▽
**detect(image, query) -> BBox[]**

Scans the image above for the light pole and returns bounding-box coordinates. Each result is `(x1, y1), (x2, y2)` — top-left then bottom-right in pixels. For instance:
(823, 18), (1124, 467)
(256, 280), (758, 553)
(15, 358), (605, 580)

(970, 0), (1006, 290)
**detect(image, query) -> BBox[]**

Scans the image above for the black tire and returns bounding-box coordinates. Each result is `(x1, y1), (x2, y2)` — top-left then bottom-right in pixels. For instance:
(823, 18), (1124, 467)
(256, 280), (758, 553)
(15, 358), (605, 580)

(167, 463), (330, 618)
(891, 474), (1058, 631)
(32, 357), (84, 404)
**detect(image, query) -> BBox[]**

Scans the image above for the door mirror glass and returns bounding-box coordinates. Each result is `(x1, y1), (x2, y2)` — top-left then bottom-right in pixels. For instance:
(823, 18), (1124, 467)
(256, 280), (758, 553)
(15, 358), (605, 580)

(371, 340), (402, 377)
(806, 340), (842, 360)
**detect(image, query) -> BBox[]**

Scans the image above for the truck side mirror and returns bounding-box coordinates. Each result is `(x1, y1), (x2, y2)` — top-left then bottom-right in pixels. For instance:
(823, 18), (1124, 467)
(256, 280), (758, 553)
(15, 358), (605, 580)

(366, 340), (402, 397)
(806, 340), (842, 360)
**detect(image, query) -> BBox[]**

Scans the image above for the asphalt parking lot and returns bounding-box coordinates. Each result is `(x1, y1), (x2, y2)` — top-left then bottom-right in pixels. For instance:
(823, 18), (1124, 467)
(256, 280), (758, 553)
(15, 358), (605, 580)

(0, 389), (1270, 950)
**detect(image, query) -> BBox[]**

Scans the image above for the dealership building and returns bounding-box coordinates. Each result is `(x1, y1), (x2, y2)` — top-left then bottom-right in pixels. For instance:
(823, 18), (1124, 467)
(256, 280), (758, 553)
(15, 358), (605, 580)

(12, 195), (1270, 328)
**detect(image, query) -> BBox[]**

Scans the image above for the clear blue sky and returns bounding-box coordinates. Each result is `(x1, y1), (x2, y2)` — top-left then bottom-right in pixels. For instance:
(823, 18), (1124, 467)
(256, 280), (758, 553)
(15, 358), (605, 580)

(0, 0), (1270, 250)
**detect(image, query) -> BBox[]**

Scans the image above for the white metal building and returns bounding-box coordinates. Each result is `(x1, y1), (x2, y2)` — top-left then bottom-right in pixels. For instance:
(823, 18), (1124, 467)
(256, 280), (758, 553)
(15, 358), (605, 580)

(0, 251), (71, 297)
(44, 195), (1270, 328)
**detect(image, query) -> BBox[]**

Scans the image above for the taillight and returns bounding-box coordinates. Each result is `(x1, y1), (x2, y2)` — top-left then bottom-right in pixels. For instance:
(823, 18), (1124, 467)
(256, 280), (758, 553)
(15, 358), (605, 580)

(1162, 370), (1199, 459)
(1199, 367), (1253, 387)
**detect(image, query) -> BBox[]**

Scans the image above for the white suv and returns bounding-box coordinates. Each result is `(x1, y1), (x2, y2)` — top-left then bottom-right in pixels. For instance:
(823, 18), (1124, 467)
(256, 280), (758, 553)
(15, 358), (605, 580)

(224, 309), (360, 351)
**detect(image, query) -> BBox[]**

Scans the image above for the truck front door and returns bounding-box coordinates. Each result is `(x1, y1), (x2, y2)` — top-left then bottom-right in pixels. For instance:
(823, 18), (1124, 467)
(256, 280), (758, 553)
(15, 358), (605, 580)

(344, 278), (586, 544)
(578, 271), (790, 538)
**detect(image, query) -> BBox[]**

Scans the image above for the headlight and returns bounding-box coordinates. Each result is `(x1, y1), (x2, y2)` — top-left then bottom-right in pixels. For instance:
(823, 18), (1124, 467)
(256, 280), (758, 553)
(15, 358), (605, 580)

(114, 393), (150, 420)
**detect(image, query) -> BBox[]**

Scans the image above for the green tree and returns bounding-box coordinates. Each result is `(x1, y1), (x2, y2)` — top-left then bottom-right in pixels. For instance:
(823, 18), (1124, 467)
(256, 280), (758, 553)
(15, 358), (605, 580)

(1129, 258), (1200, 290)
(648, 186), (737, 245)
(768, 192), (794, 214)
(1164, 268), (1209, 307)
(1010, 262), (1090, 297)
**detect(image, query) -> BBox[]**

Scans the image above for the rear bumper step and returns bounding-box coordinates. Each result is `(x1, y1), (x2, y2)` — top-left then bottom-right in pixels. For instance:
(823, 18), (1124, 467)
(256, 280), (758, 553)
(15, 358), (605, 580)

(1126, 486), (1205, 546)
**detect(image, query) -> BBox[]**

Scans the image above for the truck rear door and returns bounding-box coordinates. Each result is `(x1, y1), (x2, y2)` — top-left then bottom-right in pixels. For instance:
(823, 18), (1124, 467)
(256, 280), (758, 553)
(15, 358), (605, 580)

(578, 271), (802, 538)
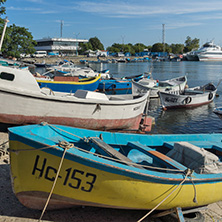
△
▸ REQUIRED TASK: Extract every line of the records above that contains the string "mirror", matching case exactly.

▸ RESULT OF THE EXERCISE:
Scans the image above for the door mirror glass and returns bounding-box coordinates. Each result is `(x1, y1), (x2, y2)` — top-left then bottom-right in pixels. For instance:
Scans the image above for the truck side mirror and returns bounding-box coordinates. Each result is `(x1, y1), (x2, y2)` — top-left then bottom-right in pixels. For instance:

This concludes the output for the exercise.